Source extract:
■ ■ ■
Then I tried to build a small demo program showing this, but no, here
the time is almost constant with struct size, as expected from a hash
table.

Now the only thing is to take my program and simplify it until I
demonstrate the problem, but that would be a long task :(

--
Francesco Potortì (ricercatore)        Voice:  +39.050.621.3058
ISTI - Area della ricerca CNR          Mobile: +39.348.8283.107
via G. Moruzzi 1, I-56124 Pisa         Skype:  wnlabisti
(gate 20, 1st floor, room C71)         Web:    http://fly.isti.cnr.it


Reply | Threaded
Open this post in threaded view
|

Re: associative array

Francesco Potortì
I managed to recreate the problem with a simple program.  It shows that
isfield execution time grows linearly with the size of the struct if
isfield is called after creating a new field.  The printout (times and
time differences) shows that indeed the total time grows quadratically
with struct size.

Unless someone comes out with a reasonable explanation, I'll signal this
as a bug in isfield.
■ ■ ■
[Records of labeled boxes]
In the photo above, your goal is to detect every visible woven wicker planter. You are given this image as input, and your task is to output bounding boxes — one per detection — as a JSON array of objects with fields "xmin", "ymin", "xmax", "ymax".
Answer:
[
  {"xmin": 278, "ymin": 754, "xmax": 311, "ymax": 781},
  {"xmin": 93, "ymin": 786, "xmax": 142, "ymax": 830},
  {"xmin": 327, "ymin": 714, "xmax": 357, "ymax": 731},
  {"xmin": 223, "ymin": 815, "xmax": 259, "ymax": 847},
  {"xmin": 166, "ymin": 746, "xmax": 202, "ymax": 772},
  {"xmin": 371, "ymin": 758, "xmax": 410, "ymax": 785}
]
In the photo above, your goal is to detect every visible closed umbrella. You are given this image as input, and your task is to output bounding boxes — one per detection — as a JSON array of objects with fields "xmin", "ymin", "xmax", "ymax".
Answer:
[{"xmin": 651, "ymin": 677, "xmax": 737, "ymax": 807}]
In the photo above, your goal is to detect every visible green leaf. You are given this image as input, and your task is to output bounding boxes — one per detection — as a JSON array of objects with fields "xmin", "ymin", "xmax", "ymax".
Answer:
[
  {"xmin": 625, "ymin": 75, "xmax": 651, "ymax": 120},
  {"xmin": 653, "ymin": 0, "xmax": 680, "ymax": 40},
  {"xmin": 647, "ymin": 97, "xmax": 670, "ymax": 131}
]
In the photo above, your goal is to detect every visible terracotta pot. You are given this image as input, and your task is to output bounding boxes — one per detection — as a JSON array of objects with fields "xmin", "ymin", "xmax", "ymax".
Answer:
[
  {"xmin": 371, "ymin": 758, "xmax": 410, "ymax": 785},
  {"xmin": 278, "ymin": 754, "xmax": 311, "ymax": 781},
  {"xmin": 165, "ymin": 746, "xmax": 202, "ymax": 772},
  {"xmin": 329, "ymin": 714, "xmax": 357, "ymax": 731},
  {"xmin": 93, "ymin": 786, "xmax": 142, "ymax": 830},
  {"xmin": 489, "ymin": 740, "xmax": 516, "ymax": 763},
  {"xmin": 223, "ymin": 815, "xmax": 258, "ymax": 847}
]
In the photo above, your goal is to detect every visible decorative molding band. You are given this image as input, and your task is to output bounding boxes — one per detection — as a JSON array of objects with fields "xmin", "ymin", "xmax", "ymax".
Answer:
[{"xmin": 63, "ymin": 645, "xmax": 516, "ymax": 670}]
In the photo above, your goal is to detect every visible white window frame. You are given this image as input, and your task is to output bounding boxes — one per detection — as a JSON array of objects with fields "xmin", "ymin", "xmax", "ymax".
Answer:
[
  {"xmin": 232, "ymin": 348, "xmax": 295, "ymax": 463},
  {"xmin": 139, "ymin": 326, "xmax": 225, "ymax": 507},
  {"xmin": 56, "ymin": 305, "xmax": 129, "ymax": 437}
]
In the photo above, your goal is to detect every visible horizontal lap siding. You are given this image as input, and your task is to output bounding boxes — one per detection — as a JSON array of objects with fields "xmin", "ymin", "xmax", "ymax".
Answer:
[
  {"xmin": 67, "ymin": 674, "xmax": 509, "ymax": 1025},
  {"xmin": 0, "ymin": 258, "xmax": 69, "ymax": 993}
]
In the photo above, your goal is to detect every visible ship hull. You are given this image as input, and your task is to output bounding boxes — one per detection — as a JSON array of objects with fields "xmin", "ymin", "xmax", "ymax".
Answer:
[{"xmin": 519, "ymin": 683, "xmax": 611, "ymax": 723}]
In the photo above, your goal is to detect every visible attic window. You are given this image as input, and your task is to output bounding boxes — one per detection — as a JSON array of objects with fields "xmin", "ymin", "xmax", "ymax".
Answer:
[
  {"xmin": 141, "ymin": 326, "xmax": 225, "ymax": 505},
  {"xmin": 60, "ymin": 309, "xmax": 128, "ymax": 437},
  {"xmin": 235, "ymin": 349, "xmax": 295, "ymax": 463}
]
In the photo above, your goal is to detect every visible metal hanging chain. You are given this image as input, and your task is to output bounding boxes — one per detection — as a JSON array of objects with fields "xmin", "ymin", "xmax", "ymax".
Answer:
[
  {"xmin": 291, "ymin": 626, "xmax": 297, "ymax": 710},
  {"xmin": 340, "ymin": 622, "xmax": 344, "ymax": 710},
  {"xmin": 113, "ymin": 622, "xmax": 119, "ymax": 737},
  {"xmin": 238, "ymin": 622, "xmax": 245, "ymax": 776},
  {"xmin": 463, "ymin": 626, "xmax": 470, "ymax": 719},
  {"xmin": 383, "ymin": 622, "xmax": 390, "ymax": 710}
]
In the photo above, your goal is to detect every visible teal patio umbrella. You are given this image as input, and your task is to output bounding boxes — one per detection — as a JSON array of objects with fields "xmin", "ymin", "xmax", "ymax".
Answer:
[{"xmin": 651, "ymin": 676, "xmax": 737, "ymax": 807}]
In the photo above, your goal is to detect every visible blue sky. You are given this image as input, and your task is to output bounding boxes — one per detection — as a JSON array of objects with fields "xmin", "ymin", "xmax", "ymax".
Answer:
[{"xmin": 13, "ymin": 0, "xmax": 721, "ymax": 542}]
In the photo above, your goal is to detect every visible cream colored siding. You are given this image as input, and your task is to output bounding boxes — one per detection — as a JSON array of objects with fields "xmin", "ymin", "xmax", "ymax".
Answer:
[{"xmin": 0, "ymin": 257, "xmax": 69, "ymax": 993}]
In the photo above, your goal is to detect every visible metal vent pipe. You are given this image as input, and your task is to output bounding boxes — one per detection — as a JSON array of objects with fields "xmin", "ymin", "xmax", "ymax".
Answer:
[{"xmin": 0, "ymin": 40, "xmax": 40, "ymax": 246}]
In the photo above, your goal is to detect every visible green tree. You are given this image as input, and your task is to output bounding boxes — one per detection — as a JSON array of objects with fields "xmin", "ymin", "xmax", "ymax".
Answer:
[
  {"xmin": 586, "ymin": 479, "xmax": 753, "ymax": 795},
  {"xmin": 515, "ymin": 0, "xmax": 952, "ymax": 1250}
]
■ ■ ■
Written instruction 1:
Answer these questions using the forum thread on isfield timing.
(a) In the first small demo program, how did the time behave as struct size increased?
(b) Under what condition does isfield execution time grow linearly with struct size?
(c) What will the writer do unless someone offers a reasonable explanation?
Written instruction 2: Proceed with the forum thread on isfield timing, starting after its final sentence.

Response 1:
(a) The time stayed almost constant with struct size.
(b) It grows linearly when isfield is called after a new field is created.
(c) The writer will report it as a bug in isfield.

Response 2:
======================= isfield_bench.m ========================
e = 4;
a = struct;
t = zeros(1,10);

profile off; profile clear; profile on
for i = 1:10
  for j = 1:10^(e-1)
    f = sprintf("%.11f",rand);
    if !isfield(a,f)
      a.(f) = [];
    endif
  end
  t(i) = cputime;
end
profile off; profshow(4)

numfields(a)
[t(2:end)'-t(1), diff(t')]
================================================================

octave> isfield_bench
   # Function Attr     Time (s)   Time (%)        Calls
-------------------------------------------------------
   5  isfield            26.787      98.65        10000
   4  sprintf             0.178       0.66        10000
   3     rand             0.171       0.63        10000
   6 prefix !             0.018       0.07        10000
ans =  10000
ans =
    1.0021    1.0021
    2.5191    1.5170
    4.5951    2.0760
    7.2258    2.6308
   10.4104    3.1846
   14.1473    3.7369
   18.4348    4.2875
   23.2898    4.8551
   28.6780    5.3882

--
Francesco Potortì (ricercatore)        Voice:  +39.050.621.3058
ISTI - Area della ricerca CNR          Mobile: +39.348.8283.107
via G. Moruzzi 1, I-56124 Pisa         Skype:  wnlabisti
(gate 20, 1st floor, room C71)         Web:    http://fly.isti.cnr.it


Reply | Threaded
Open this post in threaded view
|

Re: associative array

Francesco Potortì
In reply to this post by Andreas Weber-6
Francesco Potortì:
>> I need an associative array, and I tried with structs, with the field
>> names as keys.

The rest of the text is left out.